DO THIS => Output every line of the entries below as a JSON list of strings, one string per line, with blank lines left out and the pictures omitted.

--- TASK MATERIAL ---

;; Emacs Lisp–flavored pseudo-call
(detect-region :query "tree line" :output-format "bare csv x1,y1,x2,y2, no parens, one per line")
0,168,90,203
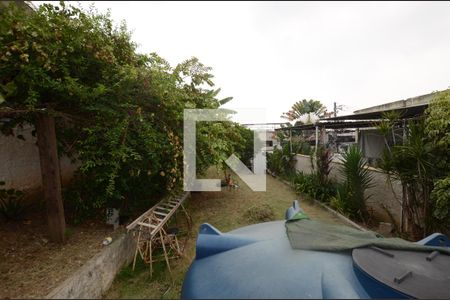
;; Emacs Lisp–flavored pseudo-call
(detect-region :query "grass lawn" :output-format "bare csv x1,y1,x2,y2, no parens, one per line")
104,172,342,299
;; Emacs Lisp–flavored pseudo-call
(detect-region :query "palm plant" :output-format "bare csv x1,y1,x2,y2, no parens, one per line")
339,145,373,220
281,99,326,123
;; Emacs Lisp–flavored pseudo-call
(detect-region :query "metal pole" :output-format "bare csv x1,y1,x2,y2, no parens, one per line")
355,128,359,145
314,126,319,154
289,129,292,154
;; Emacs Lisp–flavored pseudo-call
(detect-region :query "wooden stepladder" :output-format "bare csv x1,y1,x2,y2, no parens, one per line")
127,192,192,278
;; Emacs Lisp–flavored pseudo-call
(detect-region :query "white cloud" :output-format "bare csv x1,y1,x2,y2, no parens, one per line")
37,2,450,122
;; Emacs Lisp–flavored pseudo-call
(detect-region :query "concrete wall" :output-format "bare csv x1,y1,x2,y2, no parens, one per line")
0,126,77,191
46,234,136,299
296,154,402,225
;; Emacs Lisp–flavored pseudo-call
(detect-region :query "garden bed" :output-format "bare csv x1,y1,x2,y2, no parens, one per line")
0,206,123,298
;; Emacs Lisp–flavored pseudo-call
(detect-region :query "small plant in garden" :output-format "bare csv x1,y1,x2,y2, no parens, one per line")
315,146,333,185
244,203,275,223
0,182,25,220
267,143,297,178
331,145,373,221
293,172,336,202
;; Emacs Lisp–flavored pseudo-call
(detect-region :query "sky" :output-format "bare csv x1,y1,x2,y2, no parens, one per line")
37,1,450,123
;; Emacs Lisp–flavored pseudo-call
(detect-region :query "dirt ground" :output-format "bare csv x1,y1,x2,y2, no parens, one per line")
0,206,119,298
104,170,343,299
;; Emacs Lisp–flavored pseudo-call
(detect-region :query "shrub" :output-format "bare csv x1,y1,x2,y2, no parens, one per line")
293,172,336,202
267,143,297,178
0,182,25,220
315,146,333,185
244,203,275,223
333,145,373,220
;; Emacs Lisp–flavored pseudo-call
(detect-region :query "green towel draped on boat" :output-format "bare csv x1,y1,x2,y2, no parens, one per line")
285,213,450,255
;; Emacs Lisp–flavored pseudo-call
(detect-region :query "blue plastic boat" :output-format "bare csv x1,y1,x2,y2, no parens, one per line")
181,202,450,299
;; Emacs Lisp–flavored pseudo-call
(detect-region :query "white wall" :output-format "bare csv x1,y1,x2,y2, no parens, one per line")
0,126,77,190
295,154,402,225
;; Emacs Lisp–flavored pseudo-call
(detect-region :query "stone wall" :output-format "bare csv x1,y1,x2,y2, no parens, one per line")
0,126,77,191
46,234,136,299
296,154,402,225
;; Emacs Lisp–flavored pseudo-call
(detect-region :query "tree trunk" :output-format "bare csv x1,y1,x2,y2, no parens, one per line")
36,114,66,243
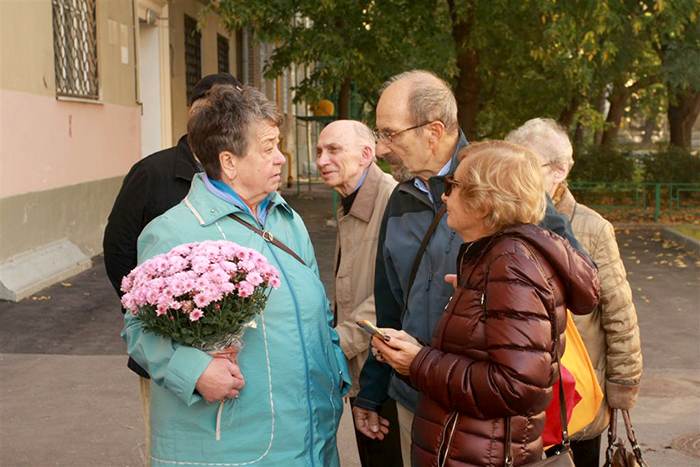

---

FULL ANSWER =>
[
  ";; Emacs Lisp–flavored pseudo-call",
  "(detect-region :query \"tree line\" :output-format \"bare csv x1,y1,x2,y2, no parens, one per line\")",
  "0,168,90,203",
  ";; Emacs Lisp–flavored pseudo-call",
  "(detect-region :query \"grass lawn\" :output-format \"bare csv x1,y1,x2,y2, no parens, one per line\")",
  "104,172,342,299",
  ";; Emacs Lisp–flavored pseudo-call",
  "(detect-region :query \"palm plant\" :output-format \"bare csv x1,y1,x2,y2, no parens, one per line\")",
  "339,145,373,220",
  "281,99,326,123",
  ";; Emacs Lisp–flavored pseudo-call",
  "(detect-region :query \"metal pole\" :output-format \"bare csv x1,y1,x2,y2, no parens, one per line\")",
  "355,128,359,145",
  "314,126,319,154",
  "289,129,292,154",
  ";; Emacs Lisp–flavored pseudo-call",
  "(detect-region :query \"wooden stepladder\" :output-format \"bare csv x1,y1,x2,y2, no parens, one per line\")",
  "127,192,192,278",
  ";; Emacs Lisp–flavored pseudo-call",
  "(detect-region :query \"white cloud\" :output-format \"bare csv x1,y1,x2,y2, no parens, one per line\")",
  "37,2,450,122",
  ";; Emacs Lisp–flavored pseudo-call",
  "(detect-region :query \"concrete wall\" :output-format \"bare csv x1,y1,x2,y2, no parens, one per line\")",
  "0,126,77,191",
  "46,234,136,299",
  "296,154,402,225",
  ";; Emacs Lisp–flavored pseudo-call",
  "(detect-region :query \"garden bed\" :output-format \"bare csv x1,y1,x2,y2, no parens, one per line\")",
  "0,206,123,298",
  ";; Emacs Lisp–flavored pseudo-call",
  "(detect-region :query \"small plant in garden\" :output-format \"bare csv x1,y1,x2,y2, no parens, one per line\")",
  "315,146,333,185",
  "244,203,275,223",
  "0,182,25,220",
  "267,143,297,178",
  "331,145,373,221",
  "293,172,336,202",
  ";; Emacs Lisp–flavored pseudo-call",
  "(detect-region :query \"sky\" :output-format \"bare csv x1,y1,x2,y2, no parens, one per line\")",
  "37,1,450,123",
  ";; Emacs Lisp–flavored pseudo-call",
  "(detect-region :query \"dirt ground\" :output-format \"bare csv x1,y1,x2,y2, no parens, one per line\")",
  "0,206,119,298",
  "104,170,343,299",
  ";; Emacs Lisp–flavored pseudo-call",
  "(detect-region :query \"shrub\" :output-format \"bare csv x1,y1,x2,y2, no parens, one per line\")",
  "293,172,336,202",
  "267,143,297,178",
  "0,182,25,220",
  "315,146,333,185",
  "244,203,275,223",
  "333,145,373,220",
  ";; Emacs Lisp–flavored pseudo-call",
  "(detect-region :query \"green towel draped on boat\" :output-format \"bare csv x1,y1,x2,y2, no parens, one per line\")",
  "285,213,450,255",
  ";; Emacs Lisp–flavored pseudo-call",
  "(detect-region :query \"blue plastic boat\" :output-format \"bare csv x1,y1,x2,y2, no parens, one per line\")",
  "181,202,450,299",
  ";; Emacs Lisp–flavored pseudo-call",
  "(detect-region :query \"white wall\" :output-format \"bare csv x1,y1,x2,y2, no parens, one per line\")",
  "0,126,77,190",
  "295,154,402,225",
  ";; Emacs Lisp–flavored pseudo-call",
  "(detect-region :query \"stone wall\" :output-format \"bare csv x1,y1,x2,y2, no parens, one per line\")",
  "0,126,77,191",
  "46,234,136,299",
  "296,154,402,225",
  ";; Emacs Lisp–flavored pseudo-call",
  "(detect-region :query \"tree trunk\" :output-format \"bare csv x1,y1,x2,y2, no parens, one per line\")",
  "36,114,66,243"
]